Written problem 1:
In the cigar forum thread, what two choices does Mutombo go back and forth between for the next purchase?
Written problem 2:
Transcribe the part of the cigar forum thread that opens with the words containing "Great haul BTW" and closes with "would you choose?".
Written problem 3:
Do these statements agree with the cigar forum thread? For each, answer yes or no and quote the words that decide it. (a) asmartbull recommends getting the 08's. (b) asmartbull says the 10's will soon be hard to find. (c) TonyBrooklyn claims nothing beats a Coro.

Excerpted passage:
□ □ □ □ □ □ □
Just looked at the photos for like the 3rd time, what a trip Jeff, would love to make it some day, so the gal with all the Behikes must be a pretty decent roller 

Great haul BTW that's like many many purchases for me!


----------



## asmartbull (Aug 16, 2009)

tpharkman said:


> So if you had a choice between an EMA NOV 08 and any choice from 2010 which box of CORO's would you choose?


Get the 08's while you can
They are smoking great.
The 10's will be available for a while
JUst hope the 08's are still available.....


----------



## Mutombo (Aug 3, 2010)

Informative thread. I've been going back and forth on CoRos vs. Trini Robo T's for my next purchase. I think I'm now leaning towards trying to track down a box of '08 or '10 CoRos.

Damn this place is expensive!


----------



## asmartbull (Aug 16, 2009)

Mutombo said:


> Informative thread. I've been going back and forth on CoRos vs. Trini Robo T's for my next purchase. I think I'm now leaning towards trying to track down a box of '08 or '10 CoRos.
> 
> Damn this place is expensive!


Wait 'till you start with CC customs .......:bounce:


----------



## TonyBrooklyn (Jan 28, 2010)

asmartbull said:


> Wait 'till you start with CC customs .......:bounce:


Nothing beats a Coro if you find something that does please share your find!!!:decision::high5::bounce:


----------



## bpegler (Mar 30, 2006)

TonyBrooklyn said:


> Nothing beats a Coro if you find something that does please share your find!!!:decision::high5::bounce:


Major thread jack.
□ □ □ □ □ □ □
Segmentation data:
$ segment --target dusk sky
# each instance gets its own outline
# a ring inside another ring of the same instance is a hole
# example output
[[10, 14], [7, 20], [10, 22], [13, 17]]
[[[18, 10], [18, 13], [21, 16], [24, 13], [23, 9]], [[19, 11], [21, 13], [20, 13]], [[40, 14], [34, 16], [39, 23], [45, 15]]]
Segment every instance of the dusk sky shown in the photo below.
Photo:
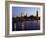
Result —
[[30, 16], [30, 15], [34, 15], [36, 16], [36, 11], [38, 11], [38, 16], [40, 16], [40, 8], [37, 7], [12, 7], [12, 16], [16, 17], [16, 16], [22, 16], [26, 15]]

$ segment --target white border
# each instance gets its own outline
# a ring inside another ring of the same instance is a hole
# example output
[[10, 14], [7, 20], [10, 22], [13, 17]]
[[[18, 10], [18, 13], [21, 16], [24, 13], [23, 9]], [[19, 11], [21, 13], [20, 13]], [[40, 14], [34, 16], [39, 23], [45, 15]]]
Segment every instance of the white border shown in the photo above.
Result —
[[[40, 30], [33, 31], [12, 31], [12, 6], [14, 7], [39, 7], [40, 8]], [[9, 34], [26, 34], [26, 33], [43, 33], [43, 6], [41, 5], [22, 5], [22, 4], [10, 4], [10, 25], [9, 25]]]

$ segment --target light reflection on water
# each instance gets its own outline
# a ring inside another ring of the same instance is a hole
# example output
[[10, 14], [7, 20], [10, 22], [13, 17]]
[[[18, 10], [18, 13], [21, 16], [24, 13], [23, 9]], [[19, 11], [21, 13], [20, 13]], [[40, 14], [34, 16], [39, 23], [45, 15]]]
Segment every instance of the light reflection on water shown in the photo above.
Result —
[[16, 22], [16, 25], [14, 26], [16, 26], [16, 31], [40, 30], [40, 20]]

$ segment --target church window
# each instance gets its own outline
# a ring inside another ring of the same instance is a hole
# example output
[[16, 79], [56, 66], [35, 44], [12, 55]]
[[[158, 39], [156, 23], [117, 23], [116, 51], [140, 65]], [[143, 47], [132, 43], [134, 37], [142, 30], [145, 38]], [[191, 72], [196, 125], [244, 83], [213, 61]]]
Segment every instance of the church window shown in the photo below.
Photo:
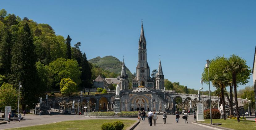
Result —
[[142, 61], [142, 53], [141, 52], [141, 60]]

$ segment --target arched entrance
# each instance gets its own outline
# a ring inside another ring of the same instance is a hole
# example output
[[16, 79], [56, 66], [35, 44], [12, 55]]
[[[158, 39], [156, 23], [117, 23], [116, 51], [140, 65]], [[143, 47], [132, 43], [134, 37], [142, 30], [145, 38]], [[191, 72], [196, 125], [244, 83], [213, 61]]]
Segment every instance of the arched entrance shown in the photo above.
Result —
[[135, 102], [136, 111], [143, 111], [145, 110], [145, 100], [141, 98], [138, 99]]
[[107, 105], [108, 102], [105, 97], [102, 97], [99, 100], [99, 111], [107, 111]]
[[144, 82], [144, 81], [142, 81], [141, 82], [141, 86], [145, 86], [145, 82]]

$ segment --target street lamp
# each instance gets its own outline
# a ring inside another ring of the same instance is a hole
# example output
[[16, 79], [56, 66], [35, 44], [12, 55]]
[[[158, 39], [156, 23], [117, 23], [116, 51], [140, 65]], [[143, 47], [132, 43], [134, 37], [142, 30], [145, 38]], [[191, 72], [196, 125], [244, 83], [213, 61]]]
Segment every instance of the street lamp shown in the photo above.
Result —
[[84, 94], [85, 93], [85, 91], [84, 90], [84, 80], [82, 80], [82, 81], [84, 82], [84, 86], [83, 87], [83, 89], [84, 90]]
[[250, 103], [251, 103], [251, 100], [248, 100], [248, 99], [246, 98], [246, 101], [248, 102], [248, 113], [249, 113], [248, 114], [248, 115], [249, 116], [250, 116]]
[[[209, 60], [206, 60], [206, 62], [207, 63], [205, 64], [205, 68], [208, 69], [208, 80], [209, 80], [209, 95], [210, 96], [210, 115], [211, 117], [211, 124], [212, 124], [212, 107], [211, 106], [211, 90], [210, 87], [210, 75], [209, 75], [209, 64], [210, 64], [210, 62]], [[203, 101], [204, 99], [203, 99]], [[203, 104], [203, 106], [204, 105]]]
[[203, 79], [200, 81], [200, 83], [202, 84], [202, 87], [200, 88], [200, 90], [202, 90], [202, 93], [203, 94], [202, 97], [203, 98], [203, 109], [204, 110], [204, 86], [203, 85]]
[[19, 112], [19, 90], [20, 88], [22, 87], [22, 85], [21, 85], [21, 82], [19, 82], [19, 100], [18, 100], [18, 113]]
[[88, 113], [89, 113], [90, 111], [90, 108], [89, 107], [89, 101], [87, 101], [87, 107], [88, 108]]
□ □ □ □ □ □ □
Task output 1:
CoRos and Trini Robo T's.

Task output 2:
Great haul BTW that's like many many purchases for me!


----------



## asmartbull (Aug 16, 2009)

tpharkman said:


> So if you had a choice between an EMA NOV 08 and any choice from 2010 which box of CORO's would you choose?

Task output 3:
(a) Yes: "Get the 08's while you can"
(b) No: "The 10's will be available for a while"
(c) Yes: "Nothing beats a Coro"